> _Work item_
Write out, unchanged, every line starting with the one that contains "The prompts inside" and going on through the one that contains "496L335 489L319 483L305", with both of those lines included.

> _Provided information_

- - - - - - -

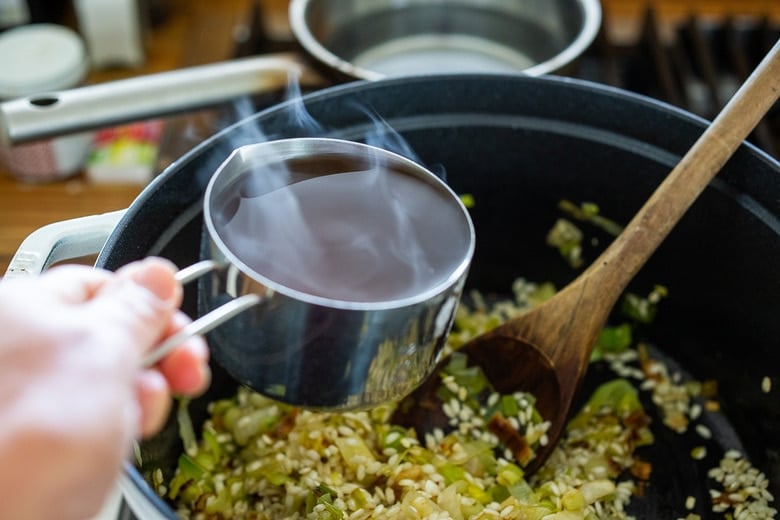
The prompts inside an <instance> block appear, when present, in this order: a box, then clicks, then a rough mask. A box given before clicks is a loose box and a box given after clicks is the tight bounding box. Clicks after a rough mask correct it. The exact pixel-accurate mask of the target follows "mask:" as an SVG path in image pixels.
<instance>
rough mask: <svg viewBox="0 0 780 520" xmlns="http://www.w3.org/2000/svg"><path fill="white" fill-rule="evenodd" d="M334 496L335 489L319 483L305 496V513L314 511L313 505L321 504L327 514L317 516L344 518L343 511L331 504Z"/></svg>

- - - - - - -

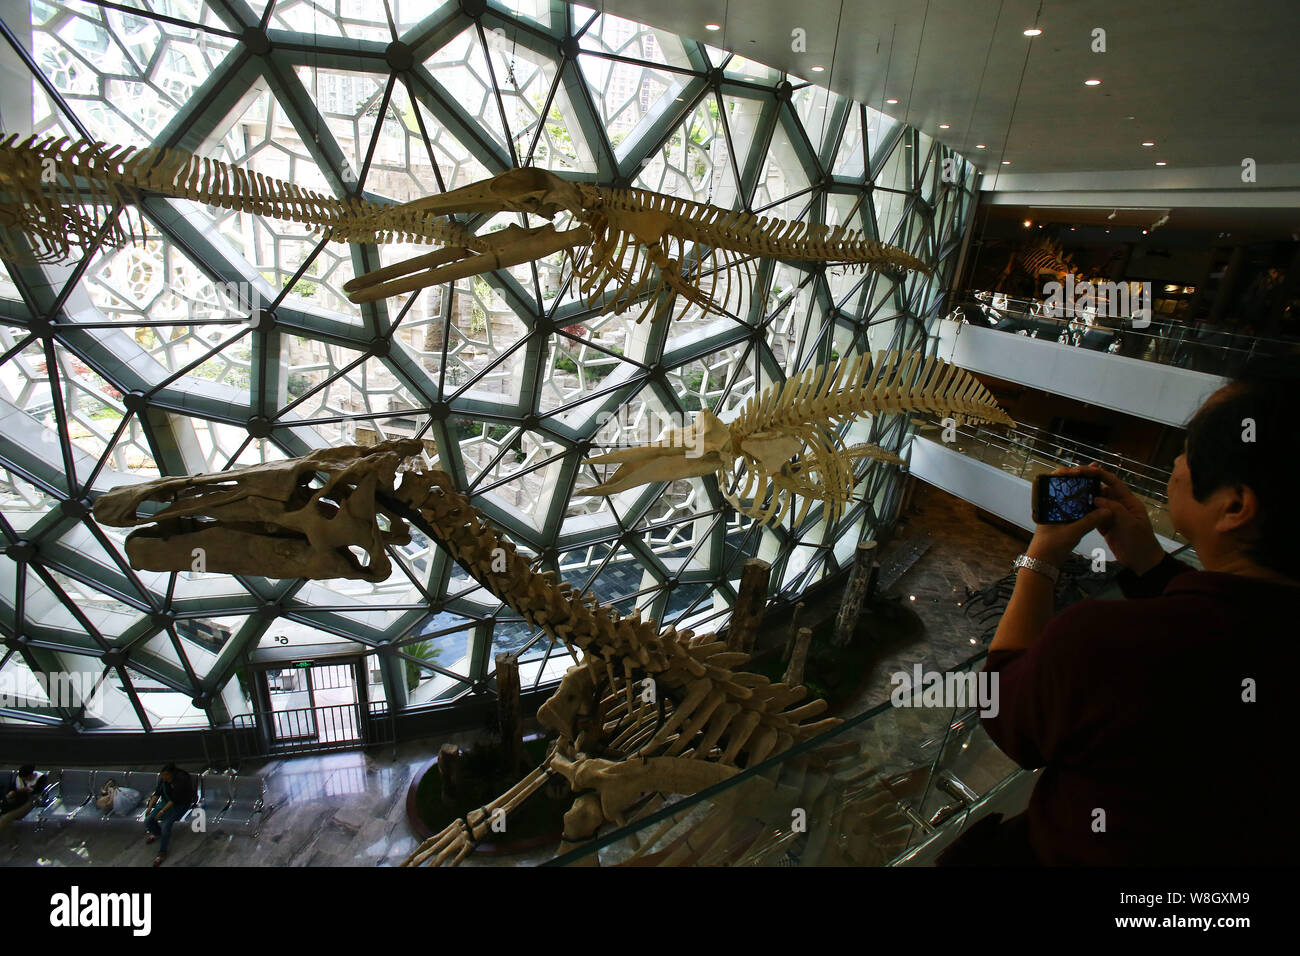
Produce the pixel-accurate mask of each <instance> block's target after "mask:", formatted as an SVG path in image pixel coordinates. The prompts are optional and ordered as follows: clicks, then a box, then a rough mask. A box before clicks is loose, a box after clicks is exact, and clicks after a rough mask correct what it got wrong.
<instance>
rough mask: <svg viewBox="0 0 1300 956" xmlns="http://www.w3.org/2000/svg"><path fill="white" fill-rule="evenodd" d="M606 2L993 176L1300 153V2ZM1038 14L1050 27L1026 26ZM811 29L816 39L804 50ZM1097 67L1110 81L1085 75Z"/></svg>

- - - - - - -

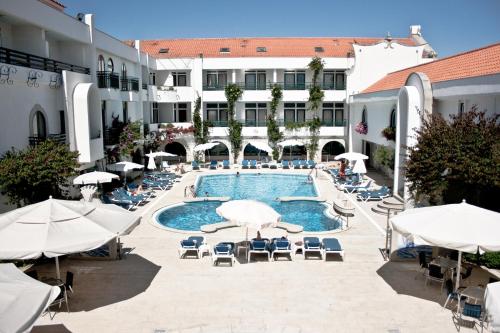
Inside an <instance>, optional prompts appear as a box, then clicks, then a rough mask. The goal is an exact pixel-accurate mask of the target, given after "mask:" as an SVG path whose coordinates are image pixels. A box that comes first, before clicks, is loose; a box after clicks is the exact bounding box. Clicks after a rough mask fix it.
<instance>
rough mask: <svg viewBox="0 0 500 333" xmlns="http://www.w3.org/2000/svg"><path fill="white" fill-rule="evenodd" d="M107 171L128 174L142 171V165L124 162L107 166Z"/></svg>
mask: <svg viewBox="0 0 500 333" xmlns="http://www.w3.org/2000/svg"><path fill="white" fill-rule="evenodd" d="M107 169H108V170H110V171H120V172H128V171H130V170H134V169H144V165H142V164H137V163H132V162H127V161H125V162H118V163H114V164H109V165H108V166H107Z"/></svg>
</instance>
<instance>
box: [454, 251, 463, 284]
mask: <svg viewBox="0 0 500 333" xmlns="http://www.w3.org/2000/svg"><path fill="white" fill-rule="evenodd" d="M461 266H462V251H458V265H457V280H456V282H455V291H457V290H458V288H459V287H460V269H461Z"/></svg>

- - - - - - -

> _Exercise response_
The prompts inside an <instance> block appear, when present, in this order: a box, then clicks, then a rough mask. A box given before clicks is a loose box and a box given after clicks is the tight bounding box. Clicks after a rough mask correct it. The exact pixel-accurate mask of the target follows "mask:" as an SVG path in image pixels.
<instance>
rough mask: <svg viewBox="0 0 780 520" xmlns="http://www.w3.org/2000/svg"><path fill="white" fill-rule="evenodd" d="M334 496L335 489L319 483L305 496V513L314 511L313 505L321 504L327 514L317 516L344 518L343 511L331 504Z"/></svg>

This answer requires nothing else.